====== Exercise data ======
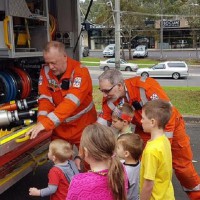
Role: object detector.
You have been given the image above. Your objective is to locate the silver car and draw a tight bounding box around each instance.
[136,61,189,79]
[133,45,148,58]
[102,44,115,57]
[99,58,138,71]
[82,46,89,57]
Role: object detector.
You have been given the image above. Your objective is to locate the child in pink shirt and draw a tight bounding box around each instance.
[66,123,128,200]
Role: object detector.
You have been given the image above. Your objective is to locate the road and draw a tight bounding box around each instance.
[90,49,200,60]
[89,67,200,86]
[0,122,199,200]
[173,122,200,200]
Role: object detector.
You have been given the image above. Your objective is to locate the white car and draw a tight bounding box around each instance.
[133,45,148,58]
[136,61,189,79]
[99,58,138,71]
[103,44,115,57]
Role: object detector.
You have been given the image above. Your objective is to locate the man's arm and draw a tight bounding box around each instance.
[140,179,154,200]
[39,67,92,131]
[97,98,114,126]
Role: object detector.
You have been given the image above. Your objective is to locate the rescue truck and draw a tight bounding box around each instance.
[0,0,81,194]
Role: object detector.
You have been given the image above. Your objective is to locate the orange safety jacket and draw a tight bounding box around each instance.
[97,76,200,195]
[37,57,97,144]
[97,76,183,143]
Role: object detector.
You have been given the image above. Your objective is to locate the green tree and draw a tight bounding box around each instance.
[80,0,200,60]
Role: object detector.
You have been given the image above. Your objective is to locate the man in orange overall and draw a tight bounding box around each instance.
[26,41,97,148]
[97,69,200,200]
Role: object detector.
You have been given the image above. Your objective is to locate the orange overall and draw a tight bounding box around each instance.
[37,57,97,146]
[97,76,200,199]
======
#### Your assignment
Give back every record above word for word; the pictures have no place in it.

#### Final answer
Role: object detector.
You have been given the image above. Your objective is to locate the silver car and draw a tight bounding box around each instance.
[136,61,189,79]
[133,45,148,58]
[102,44,115,57]
[99,58,138,71]
[82,46,89,57]
Role: object detector.
You have been given the image above. Your objective is to locate the child in pink shirt and draw a tight bounding box around each instance.
[66,123,128,200]
Role: object detector.
You have been given the image above. Your objective is to locate the road and draw a tight bounding box around each instance.
[90,49,200,60]
[89,67,200,86]
[0,122,199,200]
[173,122,200,200]
Role: object detector.
You have been given the image above. Your objective is to locate the white car and draw a tight bounding box around each instance.
[133,45,148,58]
[136,61,189,79]
[99,58,138,71]
[103,44,115,57]
Role: object detector.
You have been given the image above. Your objective is to locate the man's arm and draw a tight bounding box around each instance.
[140,179,154,200]
[39,67,92,131]
[97,98,114,126]
Role: object detector.
You have been given the image above. Your objective is to locate the rescue truck and draw a tight bounding box around each instance.
[0,0,81,194]
Role: object detector.
You have been given the image above. Your objective is to locate the orange safety jacket and draw a tight bounding box around each instance.
[97,76,200,195]
[37,57,97,144]
[97,76,183,143]
Role: object detector.
You have been given the image above. Your objective is to locate the green tree and draw a tight bounding box around each instance.
[80,0,200,60]
Role: object detector.
You have been given the image above. Your objective is to locate the man in orange overall and draw a tight bounding box around each instance.
[26,41,97,148]
[97,69,200,200]
Role: object detector.
You have been given the image above. Your objective is to locate the orange overall and draw a tight bounding box around each instance.
[37,57,97,146]
[97,76,200,199]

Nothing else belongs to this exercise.